TEXT PASSAGE Block Start

📊

Building Knowledge Graphs with LLMs Overview

Nov 13, 2024

Lecture Notes: Building Knowledge Graphs with LLMs

Introduction

  • Speaker: Tomas Bratanic
  • Topic: Building Knowledge Graphs with LLMs
  • Related Work: Writing a book on the topic with Oscar

Overview

  • Discussion on building knowledge graphs using LLMs
  • Addressing limitations of text embedding approaches

Limitations of Text Embedding Approach

  • Common pipeline: PDFs → chunking → indexing → embedding models
  • Works for documentation but not for all domains
  • Problems:
    • Legal domains and specific questions (e.g., total contract values)
    • Issues with naive vector similarity searches
    • Metadata filtering can help but has limits
    • Aggregation, counting, and filtering needed in some queries

Structured Data and Knowledge Graphs

  • Introduction to structured data in knowledge graphs
  • Knowledge graphs integrate structured and unstructured data

Building Knowledge Graphs with LLMs

  • Importance of representing structured and unstructured data
  • Knowledge graphs allow for combining information from multiple documents
  • Example: Multihop questions simplified with knowledge graphs

Information Extraction with LLMs

  • Information extraction traditionally complex, now simplified with LLMs
  • Different approaches:
    • Generic: No predefined schema, inconsistent results
    • Middle Ground: Define node labels and relationships, better consistency
    • Domain Specific: Detailed schema definition, best results
  • Tools: LangChain, OpenAI JSON outputs, etc.

TEXT PASSAGE Block End
EXTRACTED DATA Block Start

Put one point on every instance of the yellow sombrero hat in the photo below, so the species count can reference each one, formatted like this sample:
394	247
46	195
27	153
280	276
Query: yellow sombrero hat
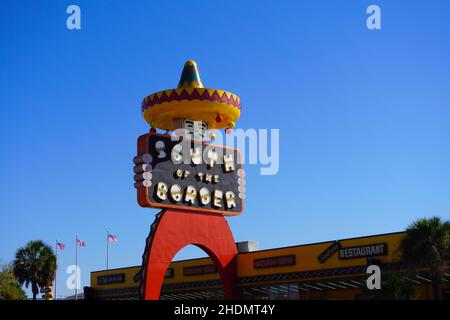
191	100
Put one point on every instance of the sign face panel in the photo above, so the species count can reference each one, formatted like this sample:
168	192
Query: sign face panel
370	250
188	174
272	262
111	278
45	290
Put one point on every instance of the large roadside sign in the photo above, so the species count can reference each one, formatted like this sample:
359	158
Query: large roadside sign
180	173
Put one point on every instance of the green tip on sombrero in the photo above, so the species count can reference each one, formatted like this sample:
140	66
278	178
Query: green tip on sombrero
190	78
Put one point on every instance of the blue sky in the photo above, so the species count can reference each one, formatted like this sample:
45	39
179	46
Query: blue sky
363	116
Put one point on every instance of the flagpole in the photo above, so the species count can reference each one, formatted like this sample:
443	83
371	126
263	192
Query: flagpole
107	250
76	267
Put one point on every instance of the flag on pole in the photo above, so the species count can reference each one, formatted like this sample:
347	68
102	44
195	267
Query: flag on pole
112	238
60	246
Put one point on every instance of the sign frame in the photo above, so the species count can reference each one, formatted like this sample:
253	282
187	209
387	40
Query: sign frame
143	196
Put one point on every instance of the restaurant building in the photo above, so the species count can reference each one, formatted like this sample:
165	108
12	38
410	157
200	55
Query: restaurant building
326	270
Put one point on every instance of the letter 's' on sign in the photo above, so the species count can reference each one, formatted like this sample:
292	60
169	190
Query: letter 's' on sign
188	175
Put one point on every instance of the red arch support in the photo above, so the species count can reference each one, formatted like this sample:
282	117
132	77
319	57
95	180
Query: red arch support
177	229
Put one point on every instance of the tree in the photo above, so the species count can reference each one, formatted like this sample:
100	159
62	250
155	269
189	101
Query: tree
35	264
427	244
394	286
10	289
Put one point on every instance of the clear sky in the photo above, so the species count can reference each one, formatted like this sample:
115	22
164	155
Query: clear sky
364	116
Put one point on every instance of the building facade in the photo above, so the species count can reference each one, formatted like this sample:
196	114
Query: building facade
325	270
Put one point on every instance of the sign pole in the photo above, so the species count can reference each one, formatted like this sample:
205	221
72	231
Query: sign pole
76	267
107	250
56	270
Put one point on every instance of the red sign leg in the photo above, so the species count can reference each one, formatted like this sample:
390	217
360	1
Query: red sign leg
178	229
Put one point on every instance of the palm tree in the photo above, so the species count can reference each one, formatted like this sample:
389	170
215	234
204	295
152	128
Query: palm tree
35	264
427	244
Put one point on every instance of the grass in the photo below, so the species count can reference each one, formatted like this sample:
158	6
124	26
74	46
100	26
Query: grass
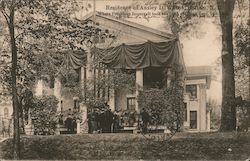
183	146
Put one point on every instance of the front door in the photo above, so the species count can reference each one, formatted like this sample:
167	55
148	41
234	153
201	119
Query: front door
193	119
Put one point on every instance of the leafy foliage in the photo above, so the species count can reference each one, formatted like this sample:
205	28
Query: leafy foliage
43	114
242	59
165	106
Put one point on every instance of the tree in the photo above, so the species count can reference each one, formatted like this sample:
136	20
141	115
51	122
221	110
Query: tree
228	113
32	22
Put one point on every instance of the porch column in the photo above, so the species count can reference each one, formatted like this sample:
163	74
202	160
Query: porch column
89	73
139	85
39	88
57	92
82	127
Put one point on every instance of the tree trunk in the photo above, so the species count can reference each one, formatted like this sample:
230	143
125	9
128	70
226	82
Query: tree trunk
228	111
16	146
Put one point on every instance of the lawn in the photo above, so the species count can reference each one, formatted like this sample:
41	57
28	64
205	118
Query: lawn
183	146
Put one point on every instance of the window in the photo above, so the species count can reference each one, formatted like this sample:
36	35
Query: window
131	103
6	112
185	111
192	91
193	119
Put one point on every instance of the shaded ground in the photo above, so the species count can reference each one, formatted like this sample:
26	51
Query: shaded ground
184	146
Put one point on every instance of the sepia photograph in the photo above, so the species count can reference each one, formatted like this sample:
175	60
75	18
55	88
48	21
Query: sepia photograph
121	80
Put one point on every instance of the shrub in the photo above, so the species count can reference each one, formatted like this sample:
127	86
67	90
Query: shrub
43	115
165	106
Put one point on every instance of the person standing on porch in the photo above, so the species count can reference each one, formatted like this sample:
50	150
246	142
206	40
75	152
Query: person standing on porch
145	120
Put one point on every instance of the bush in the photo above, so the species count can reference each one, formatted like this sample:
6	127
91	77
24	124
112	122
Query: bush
43	115
165	106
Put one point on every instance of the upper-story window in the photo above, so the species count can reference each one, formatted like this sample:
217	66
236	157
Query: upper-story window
6	112
192	91
131	103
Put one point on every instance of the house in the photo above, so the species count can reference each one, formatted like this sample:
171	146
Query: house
150	46
197	114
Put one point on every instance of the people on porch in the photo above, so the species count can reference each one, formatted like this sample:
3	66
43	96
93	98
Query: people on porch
145	120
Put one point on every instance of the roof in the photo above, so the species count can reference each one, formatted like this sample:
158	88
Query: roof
194	71
199	72
130	24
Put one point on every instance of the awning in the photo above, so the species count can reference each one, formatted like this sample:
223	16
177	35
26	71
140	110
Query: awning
154	54
137	56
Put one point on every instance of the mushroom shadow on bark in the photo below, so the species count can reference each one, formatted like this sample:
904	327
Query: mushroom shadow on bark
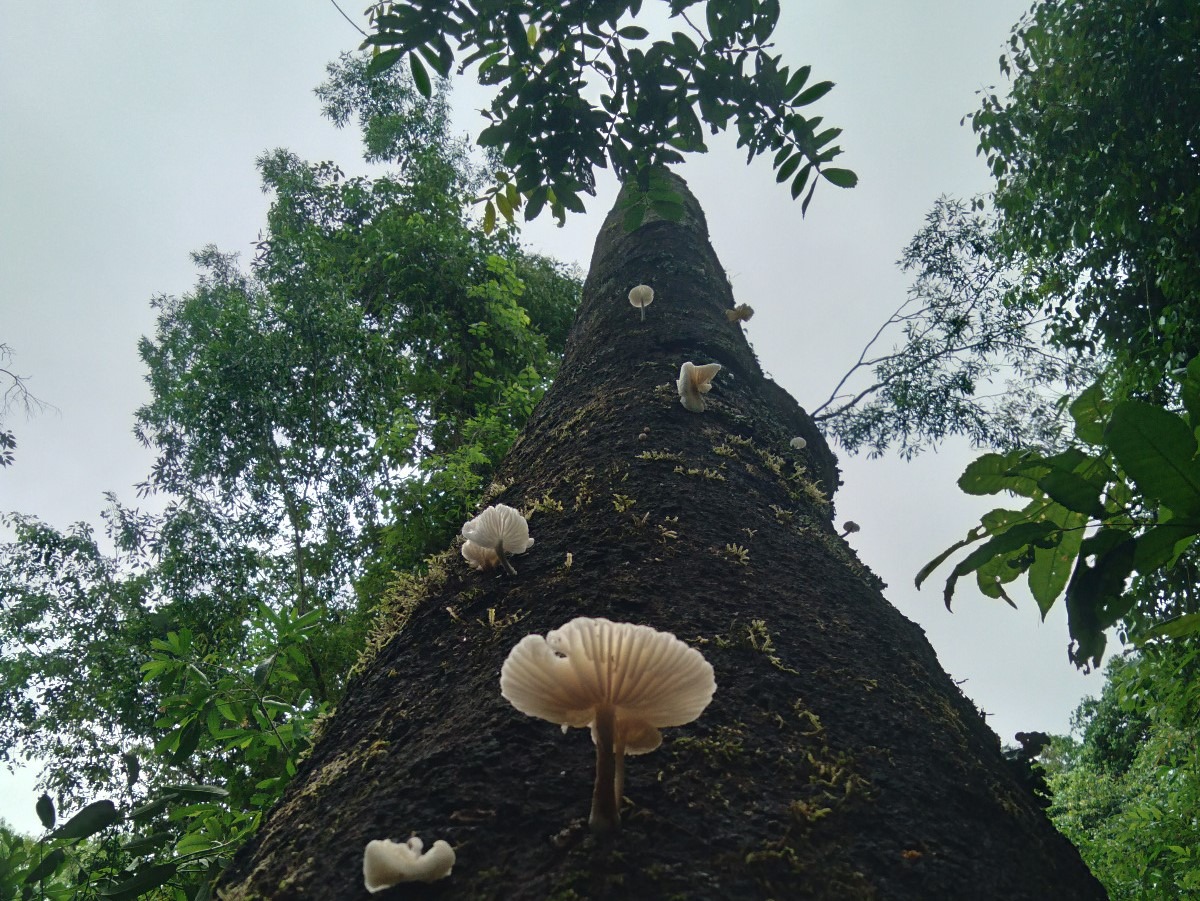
837	761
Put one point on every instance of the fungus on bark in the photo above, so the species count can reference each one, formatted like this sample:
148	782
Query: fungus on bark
389	863
497	532
623	682
741	313
641	296
694	383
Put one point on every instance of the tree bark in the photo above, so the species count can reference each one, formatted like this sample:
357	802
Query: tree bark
837	758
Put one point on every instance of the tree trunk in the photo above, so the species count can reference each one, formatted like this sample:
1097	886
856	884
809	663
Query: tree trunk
837	758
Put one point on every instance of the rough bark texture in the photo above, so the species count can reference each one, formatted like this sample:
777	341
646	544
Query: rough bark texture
837	760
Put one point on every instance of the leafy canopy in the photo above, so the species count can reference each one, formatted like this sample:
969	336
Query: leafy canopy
580	88
1096	155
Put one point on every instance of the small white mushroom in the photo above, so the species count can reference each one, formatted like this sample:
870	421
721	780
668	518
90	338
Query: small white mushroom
741	313
694	383
623	682
389	863
498	530
641	296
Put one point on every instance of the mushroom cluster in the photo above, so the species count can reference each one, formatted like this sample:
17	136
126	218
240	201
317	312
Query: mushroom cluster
623	682
389	863
694	383
491	536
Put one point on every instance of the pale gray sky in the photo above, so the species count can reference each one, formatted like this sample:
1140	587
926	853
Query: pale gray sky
129	132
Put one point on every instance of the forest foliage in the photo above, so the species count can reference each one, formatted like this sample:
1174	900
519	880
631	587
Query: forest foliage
322	421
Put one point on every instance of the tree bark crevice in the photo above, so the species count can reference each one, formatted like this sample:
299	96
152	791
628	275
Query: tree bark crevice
837	758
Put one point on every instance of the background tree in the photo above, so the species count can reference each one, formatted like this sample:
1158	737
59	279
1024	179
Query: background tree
1127	788
321	421
579	90
1095	241
837	760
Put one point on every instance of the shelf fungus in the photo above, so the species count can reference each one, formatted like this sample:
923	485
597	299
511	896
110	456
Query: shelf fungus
694	383
491	536
389	863
641	296
623	682
741	313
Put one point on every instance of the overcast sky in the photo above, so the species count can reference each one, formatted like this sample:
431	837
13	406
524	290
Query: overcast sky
129	132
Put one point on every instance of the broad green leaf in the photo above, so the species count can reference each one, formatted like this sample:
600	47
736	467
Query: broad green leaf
841	178
383	61
1091	412
1073	492
1026	534
142	881
1157	451
1162	545
1179	628
994	473
1051	566
89	821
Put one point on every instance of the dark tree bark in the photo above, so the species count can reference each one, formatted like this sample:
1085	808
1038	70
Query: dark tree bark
837	760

EXTRACTED DATA Block End

[EXERCISE REQUIREMENTS]: Can you pick up the lecture notes on building knowledge graphs with LLMs after their last line, "Tools: LangChain, OpenAI JSON outputs, etc.", and carry them on?

[TASK OUTPUT]:
Practical Observations

  • Post-processing: Entity resolution to merge duplicated nodes
  • Extraction consistency affected by document ambiguity and chunk size
  • Multiple passes for more thorough extraction
  • Different methods for extraction, model-specific results

Challenges and Solutions

  • Entity resolution and merging duplicated nodes
    • Use text embeddings and additional logic to resolve
    • LLM used as a judge for entity merging

Q&A Session

  • Updating Knowledge Graphs:
    • Easy to add new information but requires entity resolution
  • Graph Disambiguation:
    • Use text embeddings and logic to identify and merge duplicates

Conclusion

  • Resources: For practical examples and code, refer to Tomas' blog
  • Encouragement to explore presentations and learn more about knowledge graphs

Note: These notes aim to summarize key points from the lecture and facilitate easier review and understanding of the topic discussed.